## BEGIN DATA SUPPLIED

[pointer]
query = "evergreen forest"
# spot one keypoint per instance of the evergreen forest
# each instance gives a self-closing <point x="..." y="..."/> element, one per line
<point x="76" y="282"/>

## END DATA SUPPLIED

# STATED PROBLEM
Repeat the material above, putting "coniferous" in place of every "evergreen" and leaving everything else as it is.

# THE REPLY
[pointer]
query = "coniferous forest"
# spot one keypoint per instance of the coniferous forest
# each instance gives a self-closing <point x="..." y="..."/> element, one per line
<point x="76" y="282"/>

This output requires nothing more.